Location identification items
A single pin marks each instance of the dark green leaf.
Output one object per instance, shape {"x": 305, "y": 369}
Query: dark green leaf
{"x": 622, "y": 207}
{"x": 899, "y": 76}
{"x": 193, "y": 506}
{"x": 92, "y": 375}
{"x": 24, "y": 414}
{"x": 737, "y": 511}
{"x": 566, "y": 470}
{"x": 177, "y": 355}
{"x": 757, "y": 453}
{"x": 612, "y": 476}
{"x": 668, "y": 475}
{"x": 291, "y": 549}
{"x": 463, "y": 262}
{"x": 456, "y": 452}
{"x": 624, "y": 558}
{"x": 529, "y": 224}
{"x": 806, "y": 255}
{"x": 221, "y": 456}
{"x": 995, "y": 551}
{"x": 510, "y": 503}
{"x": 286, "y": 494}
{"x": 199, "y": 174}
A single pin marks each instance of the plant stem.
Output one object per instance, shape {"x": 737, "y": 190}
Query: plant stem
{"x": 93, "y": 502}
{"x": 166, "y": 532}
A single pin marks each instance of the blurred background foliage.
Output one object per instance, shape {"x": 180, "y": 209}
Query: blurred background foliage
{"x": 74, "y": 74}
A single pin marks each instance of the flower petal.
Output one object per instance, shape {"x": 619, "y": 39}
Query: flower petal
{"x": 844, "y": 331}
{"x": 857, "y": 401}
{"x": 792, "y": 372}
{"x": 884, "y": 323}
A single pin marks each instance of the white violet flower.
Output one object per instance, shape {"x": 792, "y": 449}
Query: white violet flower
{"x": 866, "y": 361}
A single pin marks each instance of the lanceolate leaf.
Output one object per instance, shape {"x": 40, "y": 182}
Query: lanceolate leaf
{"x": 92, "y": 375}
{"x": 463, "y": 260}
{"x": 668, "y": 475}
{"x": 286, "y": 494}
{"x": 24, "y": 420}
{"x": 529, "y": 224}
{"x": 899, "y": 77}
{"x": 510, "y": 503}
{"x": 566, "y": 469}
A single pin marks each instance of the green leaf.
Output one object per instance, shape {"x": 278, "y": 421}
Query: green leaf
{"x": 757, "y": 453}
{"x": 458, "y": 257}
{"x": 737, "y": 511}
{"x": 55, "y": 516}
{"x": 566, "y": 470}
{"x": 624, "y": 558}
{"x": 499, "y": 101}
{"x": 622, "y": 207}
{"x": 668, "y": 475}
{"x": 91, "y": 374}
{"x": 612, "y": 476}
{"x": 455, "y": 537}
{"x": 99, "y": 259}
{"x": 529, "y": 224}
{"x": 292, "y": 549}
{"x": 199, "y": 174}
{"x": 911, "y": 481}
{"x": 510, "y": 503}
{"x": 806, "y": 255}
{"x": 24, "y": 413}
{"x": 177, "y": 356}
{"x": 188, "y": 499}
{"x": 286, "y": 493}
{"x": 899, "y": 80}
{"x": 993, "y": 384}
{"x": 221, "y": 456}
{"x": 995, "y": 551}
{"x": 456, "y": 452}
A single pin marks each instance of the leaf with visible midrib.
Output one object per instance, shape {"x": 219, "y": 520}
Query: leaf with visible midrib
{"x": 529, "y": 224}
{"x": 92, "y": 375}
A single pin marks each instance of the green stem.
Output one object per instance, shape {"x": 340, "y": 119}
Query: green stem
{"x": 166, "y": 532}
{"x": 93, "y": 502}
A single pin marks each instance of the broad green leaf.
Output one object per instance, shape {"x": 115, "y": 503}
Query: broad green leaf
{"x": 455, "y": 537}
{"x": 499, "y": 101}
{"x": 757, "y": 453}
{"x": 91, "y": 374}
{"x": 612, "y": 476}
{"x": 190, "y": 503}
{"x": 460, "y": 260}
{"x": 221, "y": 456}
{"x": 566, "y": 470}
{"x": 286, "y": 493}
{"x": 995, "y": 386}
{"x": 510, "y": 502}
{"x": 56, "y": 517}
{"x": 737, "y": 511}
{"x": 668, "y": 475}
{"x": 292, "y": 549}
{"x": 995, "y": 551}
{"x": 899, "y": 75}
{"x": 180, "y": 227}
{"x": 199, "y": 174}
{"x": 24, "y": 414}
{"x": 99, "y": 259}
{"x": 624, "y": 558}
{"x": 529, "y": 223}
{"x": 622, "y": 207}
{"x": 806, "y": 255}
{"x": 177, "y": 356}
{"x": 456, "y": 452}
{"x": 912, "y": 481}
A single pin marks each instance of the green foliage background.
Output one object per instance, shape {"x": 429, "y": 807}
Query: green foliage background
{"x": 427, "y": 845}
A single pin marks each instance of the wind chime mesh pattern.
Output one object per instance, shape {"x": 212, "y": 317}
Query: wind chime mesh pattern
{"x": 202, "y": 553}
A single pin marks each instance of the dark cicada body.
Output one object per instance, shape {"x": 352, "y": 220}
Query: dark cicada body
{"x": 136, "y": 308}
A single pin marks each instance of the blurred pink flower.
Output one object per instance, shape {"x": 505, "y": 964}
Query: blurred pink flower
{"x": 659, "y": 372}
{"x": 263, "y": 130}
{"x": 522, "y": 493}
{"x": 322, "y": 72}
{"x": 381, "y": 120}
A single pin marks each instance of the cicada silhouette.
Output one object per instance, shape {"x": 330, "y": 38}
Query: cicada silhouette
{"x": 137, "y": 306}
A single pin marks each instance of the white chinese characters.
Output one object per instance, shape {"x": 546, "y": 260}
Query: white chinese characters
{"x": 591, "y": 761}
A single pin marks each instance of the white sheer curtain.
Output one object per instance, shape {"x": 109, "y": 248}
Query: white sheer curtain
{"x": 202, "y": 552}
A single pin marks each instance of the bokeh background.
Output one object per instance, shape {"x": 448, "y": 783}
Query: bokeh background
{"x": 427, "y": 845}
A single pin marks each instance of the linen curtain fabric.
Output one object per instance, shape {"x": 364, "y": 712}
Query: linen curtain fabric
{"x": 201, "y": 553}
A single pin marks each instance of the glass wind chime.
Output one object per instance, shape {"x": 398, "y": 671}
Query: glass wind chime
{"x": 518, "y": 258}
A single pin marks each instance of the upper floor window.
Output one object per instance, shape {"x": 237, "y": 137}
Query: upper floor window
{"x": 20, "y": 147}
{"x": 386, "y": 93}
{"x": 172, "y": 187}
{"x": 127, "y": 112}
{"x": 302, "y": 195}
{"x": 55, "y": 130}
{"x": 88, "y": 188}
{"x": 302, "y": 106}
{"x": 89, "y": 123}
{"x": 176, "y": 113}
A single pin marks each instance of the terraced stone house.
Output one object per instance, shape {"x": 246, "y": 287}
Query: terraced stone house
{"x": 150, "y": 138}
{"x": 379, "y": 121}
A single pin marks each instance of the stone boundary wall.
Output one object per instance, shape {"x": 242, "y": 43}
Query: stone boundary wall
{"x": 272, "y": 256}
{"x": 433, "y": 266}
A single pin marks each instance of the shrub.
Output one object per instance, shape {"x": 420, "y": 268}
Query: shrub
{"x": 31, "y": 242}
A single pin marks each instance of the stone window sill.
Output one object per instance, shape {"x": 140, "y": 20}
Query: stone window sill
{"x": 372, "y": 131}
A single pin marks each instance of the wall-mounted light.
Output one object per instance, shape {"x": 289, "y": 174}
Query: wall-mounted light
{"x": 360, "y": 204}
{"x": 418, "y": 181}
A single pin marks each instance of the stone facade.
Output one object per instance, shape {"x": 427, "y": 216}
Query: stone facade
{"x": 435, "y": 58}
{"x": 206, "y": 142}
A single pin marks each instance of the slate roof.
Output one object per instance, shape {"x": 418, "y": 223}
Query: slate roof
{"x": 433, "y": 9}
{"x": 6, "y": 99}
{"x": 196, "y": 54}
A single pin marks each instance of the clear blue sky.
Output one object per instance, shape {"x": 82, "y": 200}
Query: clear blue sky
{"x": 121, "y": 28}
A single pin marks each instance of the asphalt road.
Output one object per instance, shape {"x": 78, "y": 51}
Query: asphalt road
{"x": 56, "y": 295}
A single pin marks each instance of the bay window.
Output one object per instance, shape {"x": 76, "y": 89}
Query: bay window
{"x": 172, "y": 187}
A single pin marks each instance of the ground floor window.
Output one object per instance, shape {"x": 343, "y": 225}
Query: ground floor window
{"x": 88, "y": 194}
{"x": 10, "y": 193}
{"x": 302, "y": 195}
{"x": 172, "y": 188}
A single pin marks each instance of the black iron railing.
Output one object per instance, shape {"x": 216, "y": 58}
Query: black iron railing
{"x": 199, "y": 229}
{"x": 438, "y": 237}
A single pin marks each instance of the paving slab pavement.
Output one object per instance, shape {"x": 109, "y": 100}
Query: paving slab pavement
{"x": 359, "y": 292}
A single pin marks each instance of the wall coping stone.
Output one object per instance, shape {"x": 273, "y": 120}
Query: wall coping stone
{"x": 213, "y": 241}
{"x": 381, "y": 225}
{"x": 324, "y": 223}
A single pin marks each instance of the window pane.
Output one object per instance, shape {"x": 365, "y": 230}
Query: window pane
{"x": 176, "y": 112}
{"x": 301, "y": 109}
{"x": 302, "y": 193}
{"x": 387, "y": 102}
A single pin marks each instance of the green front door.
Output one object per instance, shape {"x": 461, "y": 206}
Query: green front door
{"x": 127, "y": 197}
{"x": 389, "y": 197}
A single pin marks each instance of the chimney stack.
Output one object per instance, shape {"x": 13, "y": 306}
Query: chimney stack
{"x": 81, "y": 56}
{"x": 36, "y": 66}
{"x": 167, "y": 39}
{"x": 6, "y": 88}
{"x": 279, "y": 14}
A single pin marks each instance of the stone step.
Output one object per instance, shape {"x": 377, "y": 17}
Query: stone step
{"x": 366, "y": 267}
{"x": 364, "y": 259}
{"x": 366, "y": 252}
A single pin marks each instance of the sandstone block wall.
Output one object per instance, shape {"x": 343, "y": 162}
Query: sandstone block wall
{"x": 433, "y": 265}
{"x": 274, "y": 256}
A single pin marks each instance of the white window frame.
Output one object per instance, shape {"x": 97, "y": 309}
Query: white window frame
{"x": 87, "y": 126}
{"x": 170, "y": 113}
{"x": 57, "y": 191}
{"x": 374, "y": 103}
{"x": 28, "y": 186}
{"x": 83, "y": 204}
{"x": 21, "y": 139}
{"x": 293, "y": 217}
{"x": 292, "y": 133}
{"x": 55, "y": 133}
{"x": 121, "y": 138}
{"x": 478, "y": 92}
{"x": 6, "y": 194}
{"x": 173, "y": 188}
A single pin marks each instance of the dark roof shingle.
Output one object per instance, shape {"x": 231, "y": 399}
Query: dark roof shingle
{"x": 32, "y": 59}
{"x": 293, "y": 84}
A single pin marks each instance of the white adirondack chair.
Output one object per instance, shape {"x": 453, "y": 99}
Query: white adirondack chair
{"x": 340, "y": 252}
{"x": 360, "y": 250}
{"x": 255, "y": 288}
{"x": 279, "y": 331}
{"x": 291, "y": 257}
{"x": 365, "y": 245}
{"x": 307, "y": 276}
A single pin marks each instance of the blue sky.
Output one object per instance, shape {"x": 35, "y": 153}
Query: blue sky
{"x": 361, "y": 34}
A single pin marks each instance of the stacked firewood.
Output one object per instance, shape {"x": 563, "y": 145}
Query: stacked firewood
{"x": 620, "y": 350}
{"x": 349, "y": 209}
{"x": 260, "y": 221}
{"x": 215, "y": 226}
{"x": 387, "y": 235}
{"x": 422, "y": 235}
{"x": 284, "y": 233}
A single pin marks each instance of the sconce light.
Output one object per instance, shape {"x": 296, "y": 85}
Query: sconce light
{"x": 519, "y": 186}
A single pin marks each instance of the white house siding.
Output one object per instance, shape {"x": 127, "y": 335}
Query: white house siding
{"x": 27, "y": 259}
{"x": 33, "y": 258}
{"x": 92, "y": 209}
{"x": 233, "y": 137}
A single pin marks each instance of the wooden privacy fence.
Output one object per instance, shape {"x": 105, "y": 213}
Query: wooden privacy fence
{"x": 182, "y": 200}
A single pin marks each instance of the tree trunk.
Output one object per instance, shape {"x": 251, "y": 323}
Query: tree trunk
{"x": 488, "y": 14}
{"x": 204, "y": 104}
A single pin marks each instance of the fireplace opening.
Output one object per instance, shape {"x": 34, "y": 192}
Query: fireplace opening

AIM OF THE EXERCISE:
Return everything from the line containing "A single pin marks each instance of the wooden" down to the end of the records, copied verbatim.

FINISHED TASK:
A single pin marks each instance of the wooden privacy fence.
Output one object per instance, shape {"x": 105, "y": 213}
Query: wooden privacy fence
{"x": 182, "y": 200}
A single pin marks each instance of the tree trunk.
Output one object per instance, shape {"x": 251, "y": 323}
Query: tree trunk
{"x": 488, "y": 14}
{"x": 204, "y": 104}
A single pin marks each instance of the fireplace opening.
Output one object per instance, shape {"x": 34, "y": 192}
Query: fireplace opening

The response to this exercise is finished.